In at least some cases the landowners' stubbornness appears to be paying off: For Daniel Garza, 74, who lives with his wife in Granjeno, a one-road town of fewer than 500 residents about 55 miles east of Tamez's home, the fence would require demolishing their modest two-bedroom ranch. The prospect had kept Garza pacing at night. Though the town cemetery holds the graves of his ancestors, by the time Garza was a young man, the family no longer owned enough property from which to make a living. So for the next 35, years he and his wife traveled to California every season to work as migrant farmers, harvesting and canning vegetables. Yet they never considered settling there.

"This is my home," Garza said recently, crinkling his weathered face in a sad smile as he stood on his front porch, a few feet from the exact spot where he was born. "How can I ever leave it?"

■ Required work:
a - Write out the portion of the Granjeno passage that begins with the words containing "In at least" and ends with "considered settling there.".
b - List every detail the Granjeno passage gives about the town of Granjeno itself.

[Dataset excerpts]
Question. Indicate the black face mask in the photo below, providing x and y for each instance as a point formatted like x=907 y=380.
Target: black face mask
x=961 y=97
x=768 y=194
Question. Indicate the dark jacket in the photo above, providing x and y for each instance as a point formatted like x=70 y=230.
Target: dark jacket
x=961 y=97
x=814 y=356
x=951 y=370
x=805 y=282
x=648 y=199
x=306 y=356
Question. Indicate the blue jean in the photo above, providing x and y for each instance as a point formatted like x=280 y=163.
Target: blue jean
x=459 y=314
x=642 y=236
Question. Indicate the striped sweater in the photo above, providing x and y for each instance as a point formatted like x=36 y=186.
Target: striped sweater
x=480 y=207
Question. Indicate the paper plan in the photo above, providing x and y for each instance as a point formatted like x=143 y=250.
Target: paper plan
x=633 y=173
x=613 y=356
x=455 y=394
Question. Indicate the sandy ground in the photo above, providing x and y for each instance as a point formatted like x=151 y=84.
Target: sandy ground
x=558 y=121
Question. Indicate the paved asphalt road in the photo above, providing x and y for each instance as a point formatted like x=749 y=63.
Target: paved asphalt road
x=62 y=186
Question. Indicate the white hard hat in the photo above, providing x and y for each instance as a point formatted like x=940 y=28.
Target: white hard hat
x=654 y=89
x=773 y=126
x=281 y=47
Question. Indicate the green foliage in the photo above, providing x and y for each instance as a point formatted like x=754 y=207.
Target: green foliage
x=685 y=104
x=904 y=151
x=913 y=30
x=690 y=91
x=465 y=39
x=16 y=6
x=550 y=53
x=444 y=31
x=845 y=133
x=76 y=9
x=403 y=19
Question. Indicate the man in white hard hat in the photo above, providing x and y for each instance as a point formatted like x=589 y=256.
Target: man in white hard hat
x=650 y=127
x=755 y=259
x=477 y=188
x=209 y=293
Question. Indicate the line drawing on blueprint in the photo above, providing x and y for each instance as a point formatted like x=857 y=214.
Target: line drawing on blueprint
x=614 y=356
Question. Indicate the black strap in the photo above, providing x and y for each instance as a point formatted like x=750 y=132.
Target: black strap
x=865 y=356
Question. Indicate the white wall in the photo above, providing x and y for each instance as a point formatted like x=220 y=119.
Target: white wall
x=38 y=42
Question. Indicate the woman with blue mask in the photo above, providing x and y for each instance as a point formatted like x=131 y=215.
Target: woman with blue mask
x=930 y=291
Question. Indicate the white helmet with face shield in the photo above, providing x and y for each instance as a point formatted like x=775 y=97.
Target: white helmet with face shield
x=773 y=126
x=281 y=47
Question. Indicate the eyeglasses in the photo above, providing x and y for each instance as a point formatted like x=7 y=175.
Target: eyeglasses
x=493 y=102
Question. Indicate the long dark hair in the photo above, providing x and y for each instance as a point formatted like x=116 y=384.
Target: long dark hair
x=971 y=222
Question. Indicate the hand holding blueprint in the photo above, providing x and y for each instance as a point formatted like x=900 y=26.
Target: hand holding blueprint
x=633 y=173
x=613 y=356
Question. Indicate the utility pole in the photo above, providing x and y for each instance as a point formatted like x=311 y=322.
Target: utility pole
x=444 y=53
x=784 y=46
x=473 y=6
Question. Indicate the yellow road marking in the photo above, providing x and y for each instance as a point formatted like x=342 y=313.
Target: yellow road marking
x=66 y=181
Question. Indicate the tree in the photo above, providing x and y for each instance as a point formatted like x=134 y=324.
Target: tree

■ Solutions in order:
a -
In at least some cases the landowners' stubbornness appears to be paying off: For Daniel Garza, 74, who lives with his wife in Granjeno, a one-road town of fewer than 500 residents about 55 miles east of Tamez's home, the fence would require demolishing their modest two-bedroom ranch. The prospect had kept Garza pacing at night. Though the town cemetery holds the graves of his ancestors, by the time Garza was a young man, the family no longer owned enough property from which to make a living. So for the next 35, years he and his wife traveled to California every season to work as migrant farmers, harvesting and canning vegetables. Yet they never considered settling there.

b -
- It is a one-road town.
- It has fewer than 500 residents.
- It lies about 55 miles east of Tamez's home.
- Its town cemetery holds the graves of Garza's ancestors.